■ **Task prompt**: Reproduce the listing below in full and without alteration, apart from its pictures.
#####
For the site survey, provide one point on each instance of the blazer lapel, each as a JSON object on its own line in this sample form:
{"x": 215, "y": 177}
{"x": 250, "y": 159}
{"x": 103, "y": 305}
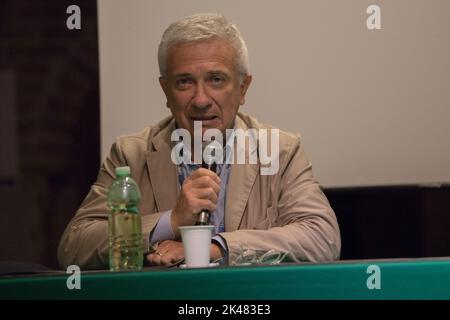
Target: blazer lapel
{"x": 242, "y": 178}
{"x": 162, "y": 171}
{"x": 240, "y": 184}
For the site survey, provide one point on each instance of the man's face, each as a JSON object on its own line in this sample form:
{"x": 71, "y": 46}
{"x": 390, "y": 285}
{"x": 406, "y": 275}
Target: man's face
{"x": 202, "y": 83}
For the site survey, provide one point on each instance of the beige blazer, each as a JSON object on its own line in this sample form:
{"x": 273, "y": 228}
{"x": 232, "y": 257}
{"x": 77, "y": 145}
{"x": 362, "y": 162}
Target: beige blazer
{"x": 286, "y": 211}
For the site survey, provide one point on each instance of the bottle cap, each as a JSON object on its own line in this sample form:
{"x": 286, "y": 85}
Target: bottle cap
{"x": 123, "y": 171}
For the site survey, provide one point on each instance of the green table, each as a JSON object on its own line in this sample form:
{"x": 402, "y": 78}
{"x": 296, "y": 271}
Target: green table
{"x": 397, "y": 279}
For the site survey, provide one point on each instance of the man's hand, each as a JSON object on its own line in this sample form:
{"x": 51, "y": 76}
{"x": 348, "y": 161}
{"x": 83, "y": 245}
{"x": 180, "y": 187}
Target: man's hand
{"x": 199, "y": 191}
{"x": 170, "y": 252}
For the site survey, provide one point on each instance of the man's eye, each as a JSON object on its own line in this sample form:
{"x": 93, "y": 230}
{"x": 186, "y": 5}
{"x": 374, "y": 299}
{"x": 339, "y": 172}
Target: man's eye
{"x": 217, "y": 80}
{"x": 183, "y": 83}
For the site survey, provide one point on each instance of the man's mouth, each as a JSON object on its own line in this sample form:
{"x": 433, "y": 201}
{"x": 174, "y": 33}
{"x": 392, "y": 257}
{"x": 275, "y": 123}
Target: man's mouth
{"x": 204, "y": 118}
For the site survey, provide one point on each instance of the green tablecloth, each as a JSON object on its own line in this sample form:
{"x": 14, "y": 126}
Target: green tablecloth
{"x": 399, "y": 279}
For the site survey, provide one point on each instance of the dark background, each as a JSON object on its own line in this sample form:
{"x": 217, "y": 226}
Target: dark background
{"x": 58, "y": 141}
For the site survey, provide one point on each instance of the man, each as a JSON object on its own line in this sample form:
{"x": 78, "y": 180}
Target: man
{"x": 205, "y": 75}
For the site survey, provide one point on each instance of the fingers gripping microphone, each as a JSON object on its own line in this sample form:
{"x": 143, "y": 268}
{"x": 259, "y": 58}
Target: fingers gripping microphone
{"x": 210, "y": 164}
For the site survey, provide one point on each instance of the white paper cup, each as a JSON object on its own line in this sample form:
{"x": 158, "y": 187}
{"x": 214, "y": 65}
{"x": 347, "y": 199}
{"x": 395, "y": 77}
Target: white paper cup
{"x": 197, "y": 245}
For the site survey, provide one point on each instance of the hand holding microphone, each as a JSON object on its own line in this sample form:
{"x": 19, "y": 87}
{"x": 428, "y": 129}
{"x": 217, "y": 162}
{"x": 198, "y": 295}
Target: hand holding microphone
{"x": 199, "y": 192}
{"x": 205, "y": 215}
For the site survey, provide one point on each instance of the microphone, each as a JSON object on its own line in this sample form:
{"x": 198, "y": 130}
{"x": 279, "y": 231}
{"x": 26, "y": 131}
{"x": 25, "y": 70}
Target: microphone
{"x": 210, "y": 164}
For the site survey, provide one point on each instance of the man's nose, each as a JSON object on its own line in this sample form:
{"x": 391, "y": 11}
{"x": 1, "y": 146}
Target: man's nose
{"x": 201, "y": 98}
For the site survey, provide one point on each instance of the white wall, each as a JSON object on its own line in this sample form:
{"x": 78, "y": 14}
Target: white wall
{"x": 373, "y": 107}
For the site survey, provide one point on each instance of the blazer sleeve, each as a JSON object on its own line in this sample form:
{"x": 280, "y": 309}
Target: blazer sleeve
{"x": 305, "y": 224}
{"x": 85, "y": 239}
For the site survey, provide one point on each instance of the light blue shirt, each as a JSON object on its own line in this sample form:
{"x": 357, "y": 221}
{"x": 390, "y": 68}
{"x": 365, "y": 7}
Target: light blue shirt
{"x": 163, "y": 229}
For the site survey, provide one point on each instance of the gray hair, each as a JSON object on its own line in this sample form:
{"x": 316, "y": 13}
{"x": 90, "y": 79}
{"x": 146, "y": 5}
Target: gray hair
{"x": 202, "y": 27}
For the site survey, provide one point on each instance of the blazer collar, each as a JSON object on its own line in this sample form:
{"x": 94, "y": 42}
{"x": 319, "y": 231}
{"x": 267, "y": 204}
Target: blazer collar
{"x": 240, "y": 184}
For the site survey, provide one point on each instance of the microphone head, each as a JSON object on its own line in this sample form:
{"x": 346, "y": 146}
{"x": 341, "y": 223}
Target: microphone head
{"x": 209, "y": 156}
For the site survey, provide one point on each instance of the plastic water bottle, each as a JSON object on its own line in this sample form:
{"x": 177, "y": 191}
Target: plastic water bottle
{"x": 125, "y": 233}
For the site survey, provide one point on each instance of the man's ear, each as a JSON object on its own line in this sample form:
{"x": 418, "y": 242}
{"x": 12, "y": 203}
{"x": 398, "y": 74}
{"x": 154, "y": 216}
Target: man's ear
{"x": 244, "y": 87}
{"x": 164, "y": 85}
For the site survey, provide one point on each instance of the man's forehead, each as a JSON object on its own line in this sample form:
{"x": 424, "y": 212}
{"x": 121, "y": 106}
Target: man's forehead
{"x": 215, "y": 56}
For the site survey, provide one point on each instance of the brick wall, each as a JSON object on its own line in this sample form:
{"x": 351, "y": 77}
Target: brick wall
{"x": 57, "y": 110}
#####
■ **Exercise answer**:
For the site survey, provide one point on each instance of the blazer lapel, each as a JSON object on its own line in this sample form:
{"x": 215, "y": 177}
{"x": 250, "y": 159}
{"x": 103, "y": 305}
Target: blazer lapel
{"x": 242, "y": 178}
{"x": 162, "y": 171}
{"x": 240, "y": 184}
For the site survey, provide one point on each instance of the man's face, each as a JSON object on its own line in this sample form:
{"x": 71, "y": 46}
{"x": 390, "y": 285}
{"x": 406, "y": 275}
Target: man's face
{"x": 202, "y": 83}
For the site survey, provide one point on each instance of the beige blazer, each as a JSON object on its own line in this sample form:
{"x": 273, "y": 228}
{"x": 232, "y": 257}
{"x": 77, "y": 145}
{"x": 362, "y": 162}
Target: beige blazer
{"x": 286, "y": 211}
For the site survey, provide one point on each instance of the bottle cap, each as a JSON object on its own line in this sample form:
{"x": 286, "y": 85}
Target: bottle cap
{"x": 123, "y": 171}
For the site survey, provide one point on each instance of the green table, each as a JSON object on its own line in this sample form:
{"x": 402, "y": 78}
{"x": 296, "y": 271}
Target: green table
{"x": 397, "y": 279}
For the site survey, provide one point on each instance of the man's hand, each as a JSON object on its own line in this sample form:
{"x": 51, "y": 76}
{"x": 348, "y": 161}
{"x": 83, "y": 245}
{"x": 180, "y": 187}
Target: man's hand
{"x": 199, "y": 191}
{"x": 170, "y": 252}
For the site survey, provide one point on each instance of the man's eye, each as a JSON object on its own line in this sample form:
{"x": 93, "y": 230}
{"x": 186, "y": 5}
{"x": 374, "y": 299}
{"x": 339, "y": 172}
Target: man's eye
{"x": 217, "y": 80}
{"x": 183, "y": 83}
For the site survey, provide one point on each instance of the man's mouth, each as a JSON object on its own line in this sample form:
{"x": 433, "y": 201}
{"x": 174, "y": 33}
{"x": 392, "y": 257}
{"x": 275, "y": 123}
Target: man's mouth
{"x": 204, "y": 118}
For the site survey, provide one point on each instance of the green tablecloth, each as a JSON object on its own line in this sample form:
{"x": 14, "y": 126}
Target: green tablecloth
{"x": 399, "y": 279}
For the site survey, provide one point on each instance of the dark background, each as a JSON object on its own line in this sample form:
{"x": 217, "y": 226}
Target: dark background
{"x": 58, "y": 141}
For the site survey, provide one point on each instance of the man, each as a JSON object on its own line in this sample form:
{"x": 78, "y": 180}
Target: man
{"x": 205, "y": 75}
For the site survey, provide one point on each instance of the fingers gripping microphone, each as a JSON object on its own line in this sample form:
{"x": 143, "y": 268}
{"x": 259, "y": 58}
Target: fingers gripping microphone
{"x": 210, "y": 164}
For the site survey, provide one point on each instance of the white paper cup, each as a JSON object on its own line in this sample form:
{"x": 158, "y": 187}
{"x": 214, "y": 65}
{"x": 347, "y": 199}
{"x": 395, "y": 77}
Target: white paper cup
{"x": 197, "y": 245}
For the site survey, provide one point on each instance of the hand holding microphone, each as a JSON object on its own line in this sample form:
{"x": 19, "y": 87}
{"x": 428, "y": 129}
{"x": 217, "y": 162}
{"x": 198, "y": 295}
Target: hand holding microphone
{"x": 199, "y": 192}
{"x": 205, "y": 215}
For the site survey, provide one point on each instance of the microphone, each as a JSON object on its own line in this sample form:
{"x": 198, "y": 130}
{"x": 279, "y": 231}
{"x": 26, "y": 131}
{"x": 25, "y": 70}
Target: microphone
{"x": 210, "y": 164}
For the site survey, provide one point on each instance of the man's nose, each as a JSON object on its own line in this sample form:
{"x": 391, "y": 11}
{"x": 1, "y": 146}
Target: man's nose
{"x": 201, "y": 98}
For the site survey, provide one point on each instance of the white wall, each as a JSON object on its own line in this sample form:
{"x": 78, "y": 14}
Target: white wall
{"x": 373, "y": 107}
For the site survey, provide one point on each instance of the blazer sleeve, each as a JSON object on its own line in this sample form:
{"x": 280, "y": 309}
Target: blazer sleeve
{"x": 305, "y": 224}
{"x": 85, "y": 239}
For the site survey, provide one point on each instance of the light blue shirt, each as a JSON object on its own line in this sample form:
{"x": 357, "y": 221}
{"x": 390, "y": 68}
{"x": 365, "y": 7}
Target: light blue shirt
{"x": 163, "y": 229}
For the site survey, provide one point on each instance of the gray hair, each as a JSON object on its own line in this sample form:
{"x": 316, "y": 13}
{"x": 90, "y": 79}
{"x": 146, "y": 5}
Target: gray hair
{"x": 202, "y": 27}
For the site survey, provide one point on each instance of the blazer collar, each as a JSON object on its own line in this sample form:
{"x": 94, "y": 42}
{"x": 319, "y": 231}
{"x": 267, "y": 204}
Target: blazer collar
{"x": 240, "y": 184}
For the site survey, provide one point on each instance of the microphone head, each as a JSON object on its own line in this sample form:
{"x": 346, "y": 146}
{"x": 341, "y": 223}
Target: microphone head
{"x": 209, "y": 156}
For the site survey, provide one point on each instance of the plastic water bottle, each as a JSON object on its own line in this sample form:
{"x": 177, "y": 191}
Target: plastic water bottle
{"x": 125, "y": 233}
For the site survey, provide one point on each instance of the man's ear, each as a JSON object on its own line in this sample form:
{"x": 418, "y": 242}
{"x": 12, "y": 203}
{"x": 398, "y": 74}
{"x": 154, "y": 216}
Target: man's ear
{"x": 244, "y": 87}
{"x": 164, "y": 85}
For the site survey, provide one point on each instance of the man's forehead, each as a JSON object on its own line in this sample form:
{"x": 424, "y": 212}
{"x": 121, "y": 106}
Target: man's forehead
{"x": 215, "y": 56}
For the site survey, provide one point on each instance of the brick wall, each as a JSON object on its own line in this sample form:
{"x": 351, "y": 77}
Target: brick wall
{"x": 57, "y": 110}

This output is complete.